WORK TASK A: Decide whether each statement agrees with the review of Cottontail below, answering yes or no and quoting the deciding words from the review: (i) Akiko first came to love Potter's stories as a child on holiday in Windermere; (ii) Kenzaburo rides around the English countryside with a map; (iii) the widowed farmer and his daughter are played by actors who are unrelated in real life.
WORK TASK B: Transcribe the part of the review of Cottontail below from "The curse of" up to and including "is purely tangential.".

The curse of Beatrix Potter-associated cinema – from the lamentable Peter Rabbit films to the merely dismal Miss Potter – is lifted, at least temporarily, by the debut feature from Patrick Dickinson, even if his picture’s relationship to Potter’s work is purely tangential.
It was as a child on holiday in Windermere in the 1960s that Akiko (Tae Kimura) was first enchanted by the author’s stories. After her death from Alzheimer’s, her husband, the novelist and teacher Kenzaburo (Lily Franky), is given a letter written in the early stages of her diagnosis in which she asks him to travel from Tokyo to the Lake District to scatter her ashes in that cherished location. Though he has a strained relationship with their son, Toshi (Ryo Nishikido), Kenzaburo allows him and his family to come along on the emotional expedition, only to feel constrained by the timetable that Toshi imposes. Soon, the old man is off on his own, pedalling around the English countryside without a map.
Expanded by Dickinson from his 2013 short film Usagi-san (AKA Mr Rabbit), Cottontail is simultaneously tender and inconsequential, forever reaching for a profundity that remains beyond its grasp. Despite minor difficulties, everything pans out the way one would expect: father and son overcome their problems to become closer; friendships with benevolent strangers are kindled en route (including with a widowed farmer and his daughter, played by real-life father and daughter Ciarán and Aoife Hinds); and Windermere is eventually reached, the camera soaring just as the score does likewise.
The film is not without its rewards, mostly found in Andrew Jadavji’s editing, which allows past and present to flow gently into one another, and in Franky’s understated performance as the widower not quite in touch with his family, his feelings or the world at large – but doing his best.
• Cottontail is in UK and Irish cinemas from 14 February.

MATERIAL SUPPLIED:

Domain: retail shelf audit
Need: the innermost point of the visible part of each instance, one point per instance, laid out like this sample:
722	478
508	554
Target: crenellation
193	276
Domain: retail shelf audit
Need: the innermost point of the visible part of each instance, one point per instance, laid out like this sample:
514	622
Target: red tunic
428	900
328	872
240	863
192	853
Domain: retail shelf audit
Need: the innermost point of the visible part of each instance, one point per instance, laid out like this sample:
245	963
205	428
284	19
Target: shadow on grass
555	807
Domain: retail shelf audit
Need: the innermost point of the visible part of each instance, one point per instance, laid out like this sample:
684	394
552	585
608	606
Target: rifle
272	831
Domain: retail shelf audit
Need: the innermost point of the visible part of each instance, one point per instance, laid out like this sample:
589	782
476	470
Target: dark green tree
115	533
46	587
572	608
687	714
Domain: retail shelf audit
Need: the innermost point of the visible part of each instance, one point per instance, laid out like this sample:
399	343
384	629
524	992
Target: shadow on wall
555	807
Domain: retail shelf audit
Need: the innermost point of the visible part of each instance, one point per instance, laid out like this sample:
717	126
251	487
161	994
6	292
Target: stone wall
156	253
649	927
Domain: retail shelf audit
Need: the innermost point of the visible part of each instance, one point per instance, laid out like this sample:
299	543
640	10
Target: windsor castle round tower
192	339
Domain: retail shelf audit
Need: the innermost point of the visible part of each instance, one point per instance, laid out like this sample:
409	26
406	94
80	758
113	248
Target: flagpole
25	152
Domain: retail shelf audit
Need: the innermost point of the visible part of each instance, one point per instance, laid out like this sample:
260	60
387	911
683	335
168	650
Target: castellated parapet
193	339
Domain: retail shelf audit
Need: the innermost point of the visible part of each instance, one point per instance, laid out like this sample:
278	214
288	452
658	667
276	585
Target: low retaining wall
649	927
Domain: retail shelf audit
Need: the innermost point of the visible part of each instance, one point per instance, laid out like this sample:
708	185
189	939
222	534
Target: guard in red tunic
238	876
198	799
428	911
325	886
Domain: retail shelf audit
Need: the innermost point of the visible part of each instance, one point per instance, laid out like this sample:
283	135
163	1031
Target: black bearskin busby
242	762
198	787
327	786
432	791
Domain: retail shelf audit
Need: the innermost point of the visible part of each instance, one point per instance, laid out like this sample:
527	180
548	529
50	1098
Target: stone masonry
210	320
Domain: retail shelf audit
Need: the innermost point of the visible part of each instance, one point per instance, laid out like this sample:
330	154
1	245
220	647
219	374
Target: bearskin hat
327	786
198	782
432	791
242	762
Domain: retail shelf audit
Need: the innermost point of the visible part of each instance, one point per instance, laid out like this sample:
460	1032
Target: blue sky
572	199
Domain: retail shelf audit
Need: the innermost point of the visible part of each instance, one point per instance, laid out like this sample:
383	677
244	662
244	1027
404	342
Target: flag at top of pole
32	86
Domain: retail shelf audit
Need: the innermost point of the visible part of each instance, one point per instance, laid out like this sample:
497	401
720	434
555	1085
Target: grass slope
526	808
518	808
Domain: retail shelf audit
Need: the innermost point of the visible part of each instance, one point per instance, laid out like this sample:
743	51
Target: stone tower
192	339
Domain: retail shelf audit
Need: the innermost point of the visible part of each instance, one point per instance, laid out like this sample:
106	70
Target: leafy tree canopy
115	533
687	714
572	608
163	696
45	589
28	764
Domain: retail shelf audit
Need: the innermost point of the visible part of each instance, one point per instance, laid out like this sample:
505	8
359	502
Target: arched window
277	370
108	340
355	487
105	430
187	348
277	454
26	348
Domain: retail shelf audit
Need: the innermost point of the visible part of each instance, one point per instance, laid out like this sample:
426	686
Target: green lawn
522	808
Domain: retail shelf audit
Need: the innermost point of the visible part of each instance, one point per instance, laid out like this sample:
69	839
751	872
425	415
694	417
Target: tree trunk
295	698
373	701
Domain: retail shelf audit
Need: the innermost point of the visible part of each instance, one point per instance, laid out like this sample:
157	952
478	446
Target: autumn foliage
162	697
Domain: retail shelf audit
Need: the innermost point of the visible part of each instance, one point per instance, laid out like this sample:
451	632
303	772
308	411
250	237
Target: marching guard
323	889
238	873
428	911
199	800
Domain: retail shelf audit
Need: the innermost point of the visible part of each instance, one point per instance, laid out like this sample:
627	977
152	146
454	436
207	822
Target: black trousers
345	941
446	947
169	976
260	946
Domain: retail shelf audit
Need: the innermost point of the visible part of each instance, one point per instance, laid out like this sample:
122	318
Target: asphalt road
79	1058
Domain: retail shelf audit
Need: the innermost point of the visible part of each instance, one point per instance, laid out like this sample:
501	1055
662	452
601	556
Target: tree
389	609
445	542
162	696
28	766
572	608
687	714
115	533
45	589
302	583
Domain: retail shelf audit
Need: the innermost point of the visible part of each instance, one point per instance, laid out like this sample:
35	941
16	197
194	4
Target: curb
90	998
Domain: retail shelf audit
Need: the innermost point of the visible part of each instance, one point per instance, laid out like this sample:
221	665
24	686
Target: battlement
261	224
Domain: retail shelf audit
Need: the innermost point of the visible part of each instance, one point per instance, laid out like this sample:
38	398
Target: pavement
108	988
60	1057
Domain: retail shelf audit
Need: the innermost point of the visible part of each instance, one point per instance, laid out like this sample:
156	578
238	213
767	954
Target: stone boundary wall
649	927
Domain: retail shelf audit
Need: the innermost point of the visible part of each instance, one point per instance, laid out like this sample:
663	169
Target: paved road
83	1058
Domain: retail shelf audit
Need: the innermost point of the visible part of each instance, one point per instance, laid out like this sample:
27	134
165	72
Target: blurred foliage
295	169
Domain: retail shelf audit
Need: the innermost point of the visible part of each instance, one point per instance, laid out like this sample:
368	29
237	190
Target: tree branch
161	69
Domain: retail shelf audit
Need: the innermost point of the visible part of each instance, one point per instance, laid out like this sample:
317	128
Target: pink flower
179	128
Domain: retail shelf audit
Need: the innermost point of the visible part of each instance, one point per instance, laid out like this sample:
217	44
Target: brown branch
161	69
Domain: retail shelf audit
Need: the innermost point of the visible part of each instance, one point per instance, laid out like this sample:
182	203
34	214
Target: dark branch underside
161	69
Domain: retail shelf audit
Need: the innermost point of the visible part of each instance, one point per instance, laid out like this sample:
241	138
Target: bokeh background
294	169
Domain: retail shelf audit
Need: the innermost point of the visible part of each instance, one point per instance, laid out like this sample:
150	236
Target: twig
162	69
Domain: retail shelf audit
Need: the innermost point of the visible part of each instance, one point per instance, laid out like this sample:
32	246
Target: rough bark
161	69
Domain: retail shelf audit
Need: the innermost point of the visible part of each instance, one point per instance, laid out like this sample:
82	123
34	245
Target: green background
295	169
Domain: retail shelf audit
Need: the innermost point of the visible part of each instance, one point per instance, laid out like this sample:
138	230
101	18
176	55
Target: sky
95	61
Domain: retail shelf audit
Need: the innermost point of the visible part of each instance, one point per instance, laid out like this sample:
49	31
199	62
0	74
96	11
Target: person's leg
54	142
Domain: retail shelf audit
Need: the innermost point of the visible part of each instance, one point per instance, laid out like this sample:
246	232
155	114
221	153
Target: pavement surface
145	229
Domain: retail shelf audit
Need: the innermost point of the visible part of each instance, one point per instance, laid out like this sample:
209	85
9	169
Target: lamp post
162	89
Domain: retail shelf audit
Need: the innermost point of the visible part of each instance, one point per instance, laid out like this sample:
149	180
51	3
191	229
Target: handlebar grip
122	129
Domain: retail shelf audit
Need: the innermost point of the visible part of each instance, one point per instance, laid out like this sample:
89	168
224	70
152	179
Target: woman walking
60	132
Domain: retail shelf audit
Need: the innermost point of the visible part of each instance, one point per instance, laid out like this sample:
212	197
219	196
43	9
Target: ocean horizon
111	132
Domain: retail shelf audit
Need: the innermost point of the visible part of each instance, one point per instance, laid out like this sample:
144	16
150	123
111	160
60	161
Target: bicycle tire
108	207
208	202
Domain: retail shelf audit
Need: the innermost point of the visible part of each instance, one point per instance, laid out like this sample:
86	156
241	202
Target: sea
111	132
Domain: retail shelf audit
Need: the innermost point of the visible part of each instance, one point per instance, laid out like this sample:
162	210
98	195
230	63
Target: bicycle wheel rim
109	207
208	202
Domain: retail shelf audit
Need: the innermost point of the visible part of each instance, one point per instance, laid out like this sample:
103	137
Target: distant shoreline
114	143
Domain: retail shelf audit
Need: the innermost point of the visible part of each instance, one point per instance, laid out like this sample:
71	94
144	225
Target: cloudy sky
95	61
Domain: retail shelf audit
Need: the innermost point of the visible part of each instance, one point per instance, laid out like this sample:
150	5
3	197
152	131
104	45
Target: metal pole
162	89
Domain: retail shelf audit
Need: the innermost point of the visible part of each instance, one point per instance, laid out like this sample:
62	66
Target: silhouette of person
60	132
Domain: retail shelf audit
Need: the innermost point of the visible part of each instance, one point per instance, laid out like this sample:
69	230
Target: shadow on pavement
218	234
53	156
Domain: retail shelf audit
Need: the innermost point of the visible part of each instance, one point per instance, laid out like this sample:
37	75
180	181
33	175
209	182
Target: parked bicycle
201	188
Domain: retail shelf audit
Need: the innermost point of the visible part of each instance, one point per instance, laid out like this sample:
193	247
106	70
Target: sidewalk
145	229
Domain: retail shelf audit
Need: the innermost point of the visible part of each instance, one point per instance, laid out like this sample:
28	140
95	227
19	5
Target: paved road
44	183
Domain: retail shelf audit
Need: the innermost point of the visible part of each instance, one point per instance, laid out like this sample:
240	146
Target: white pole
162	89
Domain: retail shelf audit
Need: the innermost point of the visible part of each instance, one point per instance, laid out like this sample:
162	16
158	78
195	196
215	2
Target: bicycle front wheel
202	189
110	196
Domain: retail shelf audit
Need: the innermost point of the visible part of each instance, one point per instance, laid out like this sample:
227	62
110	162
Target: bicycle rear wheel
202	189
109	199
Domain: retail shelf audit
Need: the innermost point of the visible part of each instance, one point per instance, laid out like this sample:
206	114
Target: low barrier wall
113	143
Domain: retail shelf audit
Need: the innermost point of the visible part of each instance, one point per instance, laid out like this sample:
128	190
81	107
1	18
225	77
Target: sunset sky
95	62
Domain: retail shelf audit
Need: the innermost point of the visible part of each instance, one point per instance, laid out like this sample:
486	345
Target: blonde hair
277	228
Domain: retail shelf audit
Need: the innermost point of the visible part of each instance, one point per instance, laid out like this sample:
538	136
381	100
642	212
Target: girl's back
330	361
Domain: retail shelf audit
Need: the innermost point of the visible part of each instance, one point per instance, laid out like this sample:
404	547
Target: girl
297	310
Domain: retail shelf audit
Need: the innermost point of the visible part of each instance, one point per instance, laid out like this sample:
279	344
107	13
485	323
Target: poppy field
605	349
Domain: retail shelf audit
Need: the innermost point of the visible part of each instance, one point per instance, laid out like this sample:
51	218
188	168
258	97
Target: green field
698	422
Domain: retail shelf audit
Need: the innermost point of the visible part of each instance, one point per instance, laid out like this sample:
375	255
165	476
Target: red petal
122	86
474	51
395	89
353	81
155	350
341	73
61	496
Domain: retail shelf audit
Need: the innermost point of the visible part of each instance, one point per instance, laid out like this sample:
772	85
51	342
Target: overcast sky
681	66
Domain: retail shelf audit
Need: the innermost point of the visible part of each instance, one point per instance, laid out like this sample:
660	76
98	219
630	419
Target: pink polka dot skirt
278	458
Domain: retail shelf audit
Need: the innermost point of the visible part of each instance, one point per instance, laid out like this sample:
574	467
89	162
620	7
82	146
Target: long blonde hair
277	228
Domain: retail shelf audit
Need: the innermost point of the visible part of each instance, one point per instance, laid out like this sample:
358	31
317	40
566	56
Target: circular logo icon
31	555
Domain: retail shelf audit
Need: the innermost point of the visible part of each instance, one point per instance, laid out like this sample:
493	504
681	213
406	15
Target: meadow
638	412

TASK RESPONSE A:
(i) Yes: "It was as a child on holiday in Windermere in the 1960s that Akiko (Tae Kimura) was first enchanted by the author’s stories."
(ii) No: "pedalling around the English countryside without a map."
(iii) No: "played by real-life father and daughter Ciarán and Aoife Hinds."

TASK RESPONSE B:
The curse of Beatrix Potter-associated cinema – from the lamentable Peter Rabbit films to the merely dismal Miss Potter – is lifted, at least temporarily, by the debut feature from Patrick Dickinson, even if his picture’s relationship to Potter’s work is purely tangential.